[Stored data entries]
————

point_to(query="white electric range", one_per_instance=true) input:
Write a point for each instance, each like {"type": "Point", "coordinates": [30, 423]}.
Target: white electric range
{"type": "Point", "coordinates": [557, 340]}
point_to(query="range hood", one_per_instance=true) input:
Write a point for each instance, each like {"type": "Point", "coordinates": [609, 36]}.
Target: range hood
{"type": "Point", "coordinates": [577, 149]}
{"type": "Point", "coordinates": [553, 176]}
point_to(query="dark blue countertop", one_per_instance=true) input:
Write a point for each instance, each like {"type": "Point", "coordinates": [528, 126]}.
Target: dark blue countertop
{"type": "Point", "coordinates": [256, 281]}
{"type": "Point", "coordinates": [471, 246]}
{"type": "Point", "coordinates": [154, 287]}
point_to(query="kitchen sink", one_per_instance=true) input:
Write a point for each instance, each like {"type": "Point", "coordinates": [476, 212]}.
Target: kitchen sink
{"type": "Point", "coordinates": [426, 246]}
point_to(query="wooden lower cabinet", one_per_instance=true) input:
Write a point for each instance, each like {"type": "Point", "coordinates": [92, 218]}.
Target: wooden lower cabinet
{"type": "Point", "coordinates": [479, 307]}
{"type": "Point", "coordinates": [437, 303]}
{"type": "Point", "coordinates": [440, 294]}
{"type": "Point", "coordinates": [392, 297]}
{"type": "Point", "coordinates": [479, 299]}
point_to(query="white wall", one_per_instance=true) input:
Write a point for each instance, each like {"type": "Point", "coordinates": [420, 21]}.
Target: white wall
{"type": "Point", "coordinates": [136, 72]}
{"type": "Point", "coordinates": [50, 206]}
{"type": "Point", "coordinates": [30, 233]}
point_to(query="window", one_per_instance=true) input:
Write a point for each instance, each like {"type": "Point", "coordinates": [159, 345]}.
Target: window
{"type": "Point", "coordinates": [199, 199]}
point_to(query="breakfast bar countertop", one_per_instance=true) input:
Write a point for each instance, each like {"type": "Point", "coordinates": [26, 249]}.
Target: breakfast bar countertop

————

Pull out all lines of the data with the string "breakfast".

Task solution ▸
point_to(query="breakfast bar countertop", one_per_instance=true) input:
Target: breakfast bar countertop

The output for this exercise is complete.